● **What needs to be done**
Only the lines from the one holding "Objective — a point for each instance of the storefront window" to the end of the data should be echoed, exactly as they appear, minus the pictures.

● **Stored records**
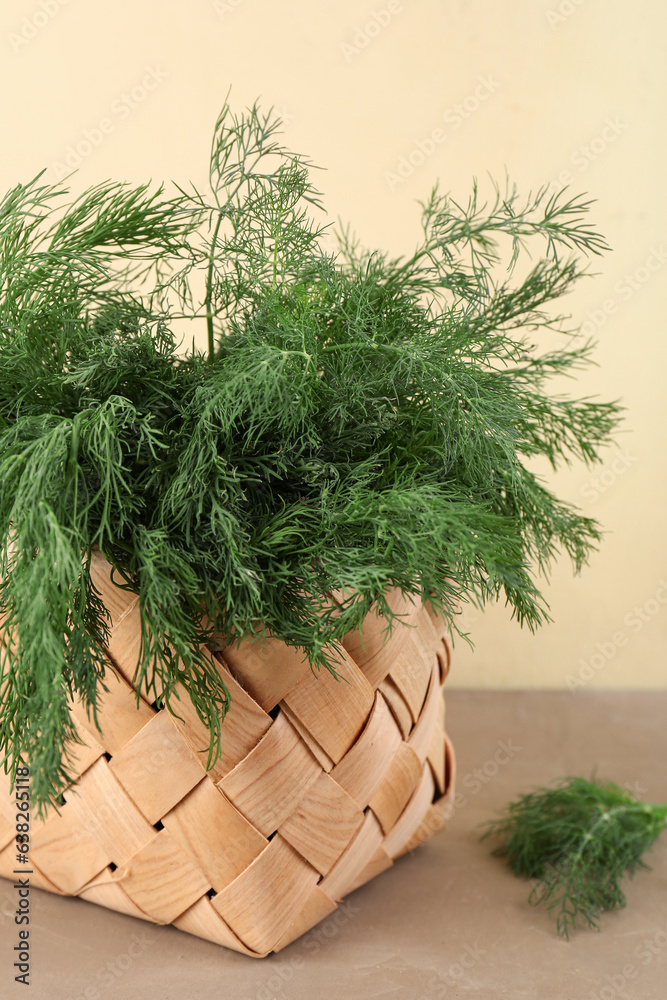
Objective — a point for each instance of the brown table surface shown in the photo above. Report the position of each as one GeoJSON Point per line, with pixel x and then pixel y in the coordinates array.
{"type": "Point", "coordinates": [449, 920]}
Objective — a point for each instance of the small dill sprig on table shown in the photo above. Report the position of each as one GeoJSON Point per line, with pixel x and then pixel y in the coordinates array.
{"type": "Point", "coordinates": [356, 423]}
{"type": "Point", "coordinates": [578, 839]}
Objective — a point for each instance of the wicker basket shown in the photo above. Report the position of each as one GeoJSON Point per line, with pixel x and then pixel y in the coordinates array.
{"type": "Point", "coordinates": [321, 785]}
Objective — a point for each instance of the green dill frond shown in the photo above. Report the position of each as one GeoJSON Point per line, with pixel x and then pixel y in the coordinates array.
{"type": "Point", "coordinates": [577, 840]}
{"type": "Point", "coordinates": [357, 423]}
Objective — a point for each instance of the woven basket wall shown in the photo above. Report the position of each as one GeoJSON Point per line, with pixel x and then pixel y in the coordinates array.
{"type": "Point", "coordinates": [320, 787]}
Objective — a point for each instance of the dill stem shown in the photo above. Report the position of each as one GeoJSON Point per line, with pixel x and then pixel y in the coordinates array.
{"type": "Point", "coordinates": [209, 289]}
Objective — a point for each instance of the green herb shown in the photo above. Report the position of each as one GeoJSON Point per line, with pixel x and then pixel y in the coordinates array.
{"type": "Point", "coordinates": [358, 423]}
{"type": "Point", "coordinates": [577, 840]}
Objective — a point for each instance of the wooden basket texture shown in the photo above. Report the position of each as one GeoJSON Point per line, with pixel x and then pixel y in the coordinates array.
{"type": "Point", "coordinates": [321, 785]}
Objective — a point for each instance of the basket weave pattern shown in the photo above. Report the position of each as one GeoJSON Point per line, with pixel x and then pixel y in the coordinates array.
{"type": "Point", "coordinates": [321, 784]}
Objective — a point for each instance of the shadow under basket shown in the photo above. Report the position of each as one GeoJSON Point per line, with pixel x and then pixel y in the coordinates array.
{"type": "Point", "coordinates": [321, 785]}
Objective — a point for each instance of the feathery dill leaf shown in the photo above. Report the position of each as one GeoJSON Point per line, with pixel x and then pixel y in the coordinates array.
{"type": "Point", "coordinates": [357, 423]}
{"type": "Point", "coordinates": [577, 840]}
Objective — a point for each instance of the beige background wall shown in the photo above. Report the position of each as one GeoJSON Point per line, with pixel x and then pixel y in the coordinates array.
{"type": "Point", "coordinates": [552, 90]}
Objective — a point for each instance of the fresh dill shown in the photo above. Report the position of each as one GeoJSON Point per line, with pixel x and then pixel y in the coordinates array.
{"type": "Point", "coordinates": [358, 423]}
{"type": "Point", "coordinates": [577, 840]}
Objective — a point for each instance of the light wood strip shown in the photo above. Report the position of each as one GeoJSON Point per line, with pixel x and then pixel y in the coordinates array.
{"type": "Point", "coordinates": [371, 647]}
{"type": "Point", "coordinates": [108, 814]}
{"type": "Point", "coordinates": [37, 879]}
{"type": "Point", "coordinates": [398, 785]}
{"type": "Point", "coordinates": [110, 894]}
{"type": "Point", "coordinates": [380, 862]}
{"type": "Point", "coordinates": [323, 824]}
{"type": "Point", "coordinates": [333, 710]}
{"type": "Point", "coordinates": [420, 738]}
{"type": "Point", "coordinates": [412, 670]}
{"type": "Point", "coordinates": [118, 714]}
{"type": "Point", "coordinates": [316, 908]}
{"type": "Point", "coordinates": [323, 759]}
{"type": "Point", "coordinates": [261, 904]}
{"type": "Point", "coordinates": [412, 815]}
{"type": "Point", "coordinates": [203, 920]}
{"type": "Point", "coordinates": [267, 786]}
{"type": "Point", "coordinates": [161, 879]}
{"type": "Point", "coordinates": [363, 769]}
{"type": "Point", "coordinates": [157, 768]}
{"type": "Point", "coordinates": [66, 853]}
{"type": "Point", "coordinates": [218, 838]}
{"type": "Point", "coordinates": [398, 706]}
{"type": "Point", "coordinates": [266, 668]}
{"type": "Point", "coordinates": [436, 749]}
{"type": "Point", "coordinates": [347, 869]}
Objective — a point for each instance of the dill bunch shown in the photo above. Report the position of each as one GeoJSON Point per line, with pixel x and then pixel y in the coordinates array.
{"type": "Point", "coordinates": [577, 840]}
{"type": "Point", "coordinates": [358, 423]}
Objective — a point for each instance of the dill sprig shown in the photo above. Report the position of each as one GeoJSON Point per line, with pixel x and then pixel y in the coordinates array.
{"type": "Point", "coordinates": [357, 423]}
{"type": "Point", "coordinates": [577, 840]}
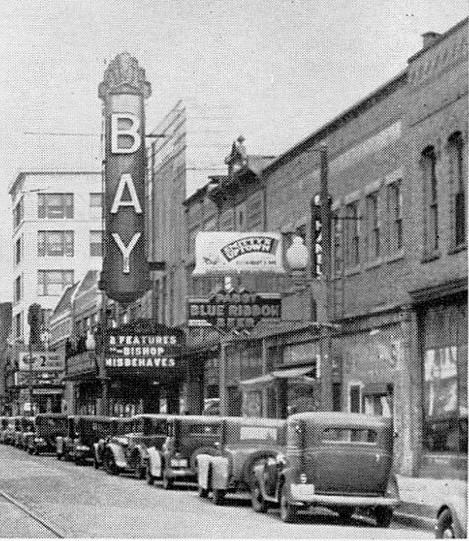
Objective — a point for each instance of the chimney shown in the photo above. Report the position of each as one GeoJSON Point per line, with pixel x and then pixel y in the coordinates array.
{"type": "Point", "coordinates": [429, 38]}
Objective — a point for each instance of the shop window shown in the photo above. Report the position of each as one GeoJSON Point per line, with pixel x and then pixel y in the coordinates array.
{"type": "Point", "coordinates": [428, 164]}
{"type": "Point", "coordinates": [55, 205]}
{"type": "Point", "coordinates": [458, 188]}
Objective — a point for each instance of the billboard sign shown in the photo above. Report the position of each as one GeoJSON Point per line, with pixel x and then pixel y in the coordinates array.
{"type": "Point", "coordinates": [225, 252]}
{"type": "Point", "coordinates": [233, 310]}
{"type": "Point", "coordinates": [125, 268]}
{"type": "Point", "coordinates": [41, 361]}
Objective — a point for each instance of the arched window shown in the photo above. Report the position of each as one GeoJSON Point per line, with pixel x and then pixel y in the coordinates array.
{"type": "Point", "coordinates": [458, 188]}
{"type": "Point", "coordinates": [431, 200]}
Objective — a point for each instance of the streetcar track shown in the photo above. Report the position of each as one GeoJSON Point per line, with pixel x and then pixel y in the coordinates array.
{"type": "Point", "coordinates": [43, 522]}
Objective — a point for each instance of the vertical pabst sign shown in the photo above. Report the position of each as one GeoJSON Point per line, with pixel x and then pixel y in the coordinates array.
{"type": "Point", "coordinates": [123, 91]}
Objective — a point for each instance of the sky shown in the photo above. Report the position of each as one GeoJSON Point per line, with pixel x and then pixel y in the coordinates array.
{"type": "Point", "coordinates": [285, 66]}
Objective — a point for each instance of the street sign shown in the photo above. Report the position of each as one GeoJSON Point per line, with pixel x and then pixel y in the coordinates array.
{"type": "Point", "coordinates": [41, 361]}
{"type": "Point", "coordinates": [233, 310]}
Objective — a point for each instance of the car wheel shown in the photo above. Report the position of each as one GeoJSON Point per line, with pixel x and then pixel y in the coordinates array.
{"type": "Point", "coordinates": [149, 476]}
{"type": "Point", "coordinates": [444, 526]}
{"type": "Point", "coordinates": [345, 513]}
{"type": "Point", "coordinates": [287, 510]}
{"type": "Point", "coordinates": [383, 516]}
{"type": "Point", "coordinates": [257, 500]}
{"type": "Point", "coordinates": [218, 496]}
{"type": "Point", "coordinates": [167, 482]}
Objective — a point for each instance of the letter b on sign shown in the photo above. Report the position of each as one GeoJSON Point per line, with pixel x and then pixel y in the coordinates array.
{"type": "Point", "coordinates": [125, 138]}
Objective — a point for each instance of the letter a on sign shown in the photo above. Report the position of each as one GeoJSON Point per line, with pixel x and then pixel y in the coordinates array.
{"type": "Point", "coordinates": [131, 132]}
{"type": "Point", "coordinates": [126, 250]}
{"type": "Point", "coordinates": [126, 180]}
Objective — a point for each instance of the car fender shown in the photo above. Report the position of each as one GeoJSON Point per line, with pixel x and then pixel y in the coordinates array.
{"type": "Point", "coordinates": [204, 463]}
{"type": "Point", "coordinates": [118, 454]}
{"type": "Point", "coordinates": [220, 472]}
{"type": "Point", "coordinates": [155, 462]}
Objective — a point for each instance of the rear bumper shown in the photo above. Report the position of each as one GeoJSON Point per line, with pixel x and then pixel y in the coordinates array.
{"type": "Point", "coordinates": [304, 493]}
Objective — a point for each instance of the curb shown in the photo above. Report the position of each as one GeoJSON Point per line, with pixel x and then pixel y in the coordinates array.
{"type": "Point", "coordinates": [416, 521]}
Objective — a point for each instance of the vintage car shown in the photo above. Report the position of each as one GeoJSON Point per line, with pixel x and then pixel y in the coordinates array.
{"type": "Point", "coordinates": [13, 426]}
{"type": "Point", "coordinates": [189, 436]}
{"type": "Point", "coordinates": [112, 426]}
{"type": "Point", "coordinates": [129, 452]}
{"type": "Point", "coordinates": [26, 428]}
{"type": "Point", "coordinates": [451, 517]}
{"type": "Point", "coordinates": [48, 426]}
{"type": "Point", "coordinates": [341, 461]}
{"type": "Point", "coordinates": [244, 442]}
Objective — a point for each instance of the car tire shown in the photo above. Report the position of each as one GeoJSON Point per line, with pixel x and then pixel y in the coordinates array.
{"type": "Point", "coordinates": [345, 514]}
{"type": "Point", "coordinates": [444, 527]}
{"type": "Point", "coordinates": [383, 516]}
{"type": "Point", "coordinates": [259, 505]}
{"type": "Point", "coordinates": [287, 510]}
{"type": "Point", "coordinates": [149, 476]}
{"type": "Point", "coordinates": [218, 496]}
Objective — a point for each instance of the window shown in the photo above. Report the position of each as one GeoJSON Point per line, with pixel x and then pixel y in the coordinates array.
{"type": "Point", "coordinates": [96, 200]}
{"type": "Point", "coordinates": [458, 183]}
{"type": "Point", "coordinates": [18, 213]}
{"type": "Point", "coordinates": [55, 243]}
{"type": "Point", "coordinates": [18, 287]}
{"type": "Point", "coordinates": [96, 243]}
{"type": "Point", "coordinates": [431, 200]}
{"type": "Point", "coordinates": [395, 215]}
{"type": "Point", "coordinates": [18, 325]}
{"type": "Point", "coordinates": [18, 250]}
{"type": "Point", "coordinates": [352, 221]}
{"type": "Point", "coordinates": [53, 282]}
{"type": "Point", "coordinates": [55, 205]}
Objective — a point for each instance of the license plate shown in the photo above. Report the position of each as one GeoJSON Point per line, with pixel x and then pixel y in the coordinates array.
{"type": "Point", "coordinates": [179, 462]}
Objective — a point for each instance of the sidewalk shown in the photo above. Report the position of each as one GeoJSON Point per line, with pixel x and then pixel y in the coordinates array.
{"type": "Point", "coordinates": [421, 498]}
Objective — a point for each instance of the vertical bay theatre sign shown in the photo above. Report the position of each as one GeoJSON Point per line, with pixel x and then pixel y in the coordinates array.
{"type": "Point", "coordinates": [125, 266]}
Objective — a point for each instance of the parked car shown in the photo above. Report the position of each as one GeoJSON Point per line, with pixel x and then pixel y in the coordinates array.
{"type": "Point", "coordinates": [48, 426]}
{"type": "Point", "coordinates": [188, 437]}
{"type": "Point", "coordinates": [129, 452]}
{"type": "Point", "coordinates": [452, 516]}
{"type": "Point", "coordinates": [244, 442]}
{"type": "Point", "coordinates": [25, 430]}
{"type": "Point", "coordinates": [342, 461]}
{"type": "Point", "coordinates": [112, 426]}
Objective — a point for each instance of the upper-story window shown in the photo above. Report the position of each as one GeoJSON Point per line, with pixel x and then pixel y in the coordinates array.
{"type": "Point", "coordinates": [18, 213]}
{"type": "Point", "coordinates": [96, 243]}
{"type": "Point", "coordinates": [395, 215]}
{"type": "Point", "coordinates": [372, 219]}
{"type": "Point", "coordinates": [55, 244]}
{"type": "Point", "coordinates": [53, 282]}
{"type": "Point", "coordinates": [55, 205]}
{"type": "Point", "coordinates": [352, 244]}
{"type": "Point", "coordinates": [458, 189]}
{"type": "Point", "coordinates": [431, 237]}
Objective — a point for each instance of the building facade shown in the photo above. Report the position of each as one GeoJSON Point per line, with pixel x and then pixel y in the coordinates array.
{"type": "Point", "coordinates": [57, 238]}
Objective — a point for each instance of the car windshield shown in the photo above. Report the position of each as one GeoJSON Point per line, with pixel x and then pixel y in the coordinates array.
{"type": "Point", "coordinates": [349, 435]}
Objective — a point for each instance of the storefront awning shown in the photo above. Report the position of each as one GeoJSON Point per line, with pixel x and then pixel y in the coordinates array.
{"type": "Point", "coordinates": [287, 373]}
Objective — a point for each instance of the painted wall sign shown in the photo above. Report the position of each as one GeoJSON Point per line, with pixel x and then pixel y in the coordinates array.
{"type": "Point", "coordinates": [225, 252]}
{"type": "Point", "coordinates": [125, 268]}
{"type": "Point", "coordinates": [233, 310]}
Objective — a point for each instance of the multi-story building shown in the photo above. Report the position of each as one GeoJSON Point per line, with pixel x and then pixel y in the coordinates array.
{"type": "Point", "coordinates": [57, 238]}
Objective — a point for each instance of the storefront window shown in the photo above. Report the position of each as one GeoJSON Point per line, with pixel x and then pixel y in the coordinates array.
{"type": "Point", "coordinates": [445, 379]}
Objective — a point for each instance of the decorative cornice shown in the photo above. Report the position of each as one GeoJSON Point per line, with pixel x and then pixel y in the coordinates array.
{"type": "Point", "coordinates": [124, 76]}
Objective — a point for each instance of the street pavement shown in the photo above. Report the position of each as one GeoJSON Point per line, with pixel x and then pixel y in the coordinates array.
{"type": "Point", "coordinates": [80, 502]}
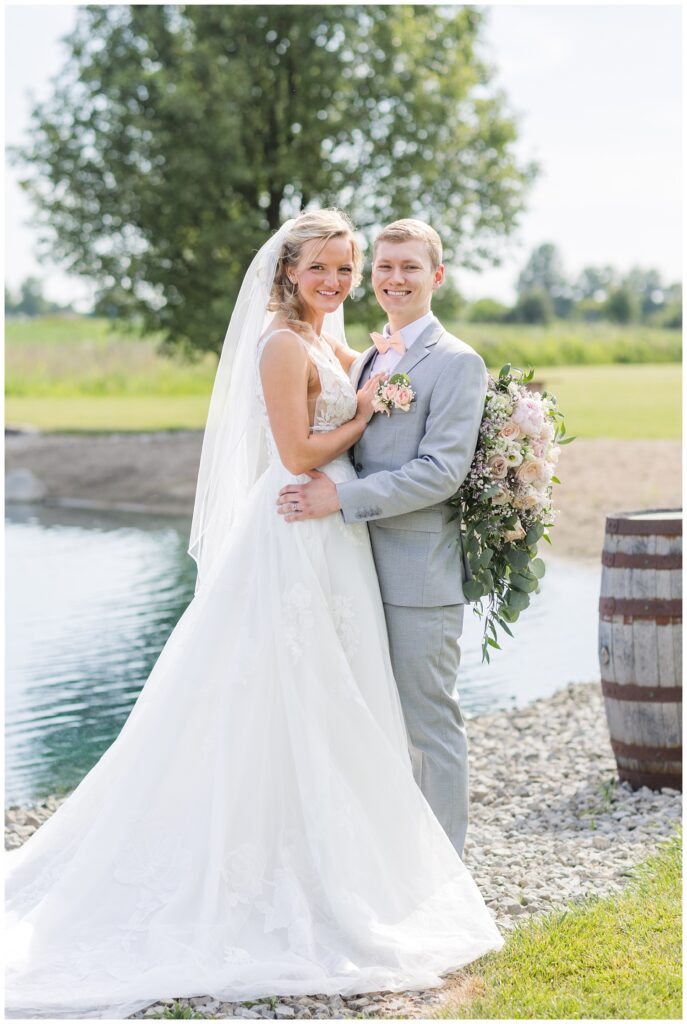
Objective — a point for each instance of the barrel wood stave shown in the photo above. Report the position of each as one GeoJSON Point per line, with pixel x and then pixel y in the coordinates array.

● **Response to the exercise**
Objective — a point for each instance of the storefront window shown in the photo above. Report the position of each as one GeoJSON Point per line, with pixel x and then pixel y in the coordinates array.
{"type": "Point", "coordinates": [445, 379]}
Objective — a point for each instance of the decorative cornice shown in the photo above. Report the position of each as one GeoJSON Point per line, with pixel x and then pixel y in the coordinates array.
{"type": "Point", "coordinates": [124, 76]}
Objective — a point for each instance of the street pavement shown in the photo above. Report the position of each as one GeoJSON Point per line, with pixel x and then pixel y in the coordinates array.
{"type": "Point", "coordinates": [80, 502]}
Objective — a point for each instance of the barrel wood stave shown in the photo above. Report the position of each as one GeoJSON Point per line, with pixel x and then pixel y in the coordinates array.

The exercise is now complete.